### PASSAGE
╔══
McKesson: I had done so much policy work as an organizer, and I’d done training for adults and young people. I wanted to do what now is called direct service. I wanted to actually do a concrete thing, and teaching was that for me.
Fadulu: Did you see the first episode of Insecure, when Issa Rae is in the school explaining the “We Got Y’all” program, and afterward the kids just start roasting her? Did you get roasted?
McKesson: I remember I wore this one shirt that I still have. This girl, who was great, first thing she says is: “Why you look like a picnic table?” They’re middle schoolers, so I, like everybody else, endured my fair share of roasting from them. “Why you wearing high waters?”
They wore uniforms. I didn’t. I was a broke teacher, so after a while, they knew my entire wardrobe. They're like, “Oh, you’re wearing that shirt again.” I’m like, “Yes, I am, because I don’t have 180 shirts. You’re going to see these pants again, too, and I will try to switch it up every week.” We were family, and that’s what family does.
Fadulu: How was your transition from being a student to being a teacher?
╚══
### COLLECTED MATERIAL
╔══
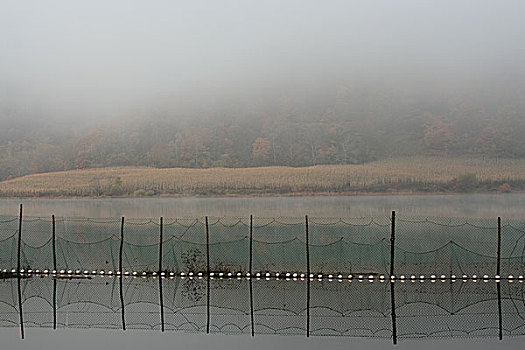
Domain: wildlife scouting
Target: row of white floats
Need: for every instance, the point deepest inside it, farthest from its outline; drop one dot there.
╚══
### EXERCISES
(A) In the interview, repeat the part that opens with the words containing "McKesson: I had" and closes with "you get roasted?", swapping "organizer" for "activist".
(B) In the interview, what did McKesson say the students wore that McKesson did not?

### OUTPUTS
(A)
McKesson: I had done so much policy work as an activist, and I’d done training for adults and young people. I wanted to do what now is called direct service. I wanted to actually do a concrete thing, and teaching was that for me.
Fadulu: Did you see the first episode of Insecure, when Issa Rae is in the school explaining the “We Got Y’all” program, and afterward the kids just start roasting her? Did you get roasted?

(B) Uniforms.